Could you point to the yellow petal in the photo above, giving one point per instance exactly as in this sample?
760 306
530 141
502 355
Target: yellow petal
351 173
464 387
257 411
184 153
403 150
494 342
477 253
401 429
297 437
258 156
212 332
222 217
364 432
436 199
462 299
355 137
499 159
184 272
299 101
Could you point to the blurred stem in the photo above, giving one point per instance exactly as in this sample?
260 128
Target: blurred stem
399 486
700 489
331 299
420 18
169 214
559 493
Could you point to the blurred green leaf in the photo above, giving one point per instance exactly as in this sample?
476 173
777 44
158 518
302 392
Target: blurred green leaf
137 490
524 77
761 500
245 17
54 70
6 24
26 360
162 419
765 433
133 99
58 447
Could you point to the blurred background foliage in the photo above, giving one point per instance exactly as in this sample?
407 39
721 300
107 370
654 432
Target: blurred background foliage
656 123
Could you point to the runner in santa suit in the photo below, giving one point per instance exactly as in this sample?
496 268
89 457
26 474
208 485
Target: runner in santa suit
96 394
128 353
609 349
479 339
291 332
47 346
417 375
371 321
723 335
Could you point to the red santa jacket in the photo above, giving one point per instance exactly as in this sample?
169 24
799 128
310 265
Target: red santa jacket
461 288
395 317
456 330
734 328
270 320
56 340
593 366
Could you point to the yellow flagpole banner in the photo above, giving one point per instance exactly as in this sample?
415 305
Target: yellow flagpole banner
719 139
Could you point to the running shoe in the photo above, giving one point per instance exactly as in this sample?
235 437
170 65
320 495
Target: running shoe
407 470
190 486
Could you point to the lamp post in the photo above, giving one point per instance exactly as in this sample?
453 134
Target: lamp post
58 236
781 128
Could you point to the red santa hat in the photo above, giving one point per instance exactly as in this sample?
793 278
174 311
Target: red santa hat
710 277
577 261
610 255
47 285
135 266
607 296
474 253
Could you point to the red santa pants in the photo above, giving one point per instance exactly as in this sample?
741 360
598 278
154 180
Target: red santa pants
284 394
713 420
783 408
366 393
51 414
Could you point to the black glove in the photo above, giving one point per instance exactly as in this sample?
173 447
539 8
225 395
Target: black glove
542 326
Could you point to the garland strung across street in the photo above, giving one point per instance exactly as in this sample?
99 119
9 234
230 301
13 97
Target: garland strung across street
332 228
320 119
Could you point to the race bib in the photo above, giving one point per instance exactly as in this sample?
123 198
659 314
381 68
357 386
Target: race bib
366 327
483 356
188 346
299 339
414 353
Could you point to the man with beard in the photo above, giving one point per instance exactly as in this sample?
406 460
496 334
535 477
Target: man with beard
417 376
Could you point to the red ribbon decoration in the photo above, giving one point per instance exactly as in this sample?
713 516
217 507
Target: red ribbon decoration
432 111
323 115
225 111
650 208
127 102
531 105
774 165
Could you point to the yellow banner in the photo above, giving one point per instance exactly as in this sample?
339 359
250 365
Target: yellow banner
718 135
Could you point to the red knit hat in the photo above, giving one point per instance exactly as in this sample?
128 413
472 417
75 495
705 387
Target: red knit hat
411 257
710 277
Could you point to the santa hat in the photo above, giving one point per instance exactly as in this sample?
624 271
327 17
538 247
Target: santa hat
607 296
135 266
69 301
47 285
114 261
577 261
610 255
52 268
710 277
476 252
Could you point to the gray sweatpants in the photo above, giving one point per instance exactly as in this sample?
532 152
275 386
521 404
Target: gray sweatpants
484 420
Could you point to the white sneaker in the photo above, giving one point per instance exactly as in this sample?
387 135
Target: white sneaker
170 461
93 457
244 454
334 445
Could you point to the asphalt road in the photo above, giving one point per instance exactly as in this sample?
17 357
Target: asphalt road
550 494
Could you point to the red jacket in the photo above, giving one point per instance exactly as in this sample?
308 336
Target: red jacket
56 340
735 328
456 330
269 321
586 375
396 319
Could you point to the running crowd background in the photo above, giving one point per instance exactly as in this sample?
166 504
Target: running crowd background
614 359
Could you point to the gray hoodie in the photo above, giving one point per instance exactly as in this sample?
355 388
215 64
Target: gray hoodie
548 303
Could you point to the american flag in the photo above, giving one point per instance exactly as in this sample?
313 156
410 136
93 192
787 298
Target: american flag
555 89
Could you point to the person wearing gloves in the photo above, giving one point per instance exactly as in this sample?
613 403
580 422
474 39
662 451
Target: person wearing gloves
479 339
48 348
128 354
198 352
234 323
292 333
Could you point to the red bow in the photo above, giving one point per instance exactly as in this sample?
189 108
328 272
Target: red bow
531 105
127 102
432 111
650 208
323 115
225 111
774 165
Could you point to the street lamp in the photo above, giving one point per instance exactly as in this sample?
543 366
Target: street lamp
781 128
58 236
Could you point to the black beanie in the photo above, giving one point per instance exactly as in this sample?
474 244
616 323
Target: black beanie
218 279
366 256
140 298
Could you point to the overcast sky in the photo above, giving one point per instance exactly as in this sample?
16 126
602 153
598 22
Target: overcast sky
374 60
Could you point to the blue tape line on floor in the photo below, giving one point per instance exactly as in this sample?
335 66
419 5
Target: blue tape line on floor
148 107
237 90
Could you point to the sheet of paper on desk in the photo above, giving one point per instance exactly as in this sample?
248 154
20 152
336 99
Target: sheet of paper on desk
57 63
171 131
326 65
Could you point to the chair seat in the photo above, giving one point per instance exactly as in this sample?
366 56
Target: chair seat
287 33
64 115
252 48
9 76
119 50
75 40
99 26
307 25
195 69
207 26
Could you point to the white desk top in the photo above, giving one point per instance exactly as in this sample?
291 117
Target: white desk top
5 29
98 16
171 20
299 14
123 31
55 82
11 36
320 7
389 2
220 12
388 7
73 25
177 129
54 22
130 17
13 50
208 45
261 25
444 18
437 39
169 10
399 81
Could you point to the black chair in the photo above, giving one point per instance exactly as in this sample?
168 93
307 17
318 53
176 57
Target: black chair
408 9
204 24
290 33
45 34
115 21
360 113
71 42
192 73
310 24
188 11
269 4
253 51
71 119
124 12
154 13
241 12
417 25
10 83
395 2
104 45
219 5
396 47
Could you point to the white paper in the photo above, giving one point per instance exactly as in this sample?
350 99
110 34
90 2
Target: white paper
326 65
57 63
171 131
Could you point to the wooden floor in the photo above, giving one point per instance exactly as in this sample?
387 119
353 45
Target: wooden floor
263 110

● Stated goal
Every line from the one containing "Could you point to the white desk" through the end of the entries above must be echoed exactly, with both ends kept.

● Solution to this problem
Could you point to the white desk top in the photo above, giving one point per instance exactly as in this sample?
291 117
Target: white desk top
5 29
98 16
171 20
299 14
123 31
55 82
11 36
320 7
389 2
220 12
388 7
73 25
177 129
54 22
130 17
13 50
208 45
261 25
444 18
437 39
169 10
399 81
Could you point to the black chair in the photo above, giving one point per instance exactly as in this sample?
168 93
307 17
318 53
176 57
Target: black chair
408 9
204 24
290 33
45 34
115 21
360 113
71 42
192 73
310 24
188 11
269 4
253 51
71 119
124 12
154 13
241 12
417 25
10 83
395 2
104 45
219 5
396 47
Could you point to the white paper in the photo above, giving one point per instance exactly as in this sample?
350 99
110 34
90 2
Target: white paper
326 65
57 63
171 131
Could you point to the wooden floor in the photo above, giving one point per instance exactly as in this sample?
387 119
353 45
Target: wooden floor
263 110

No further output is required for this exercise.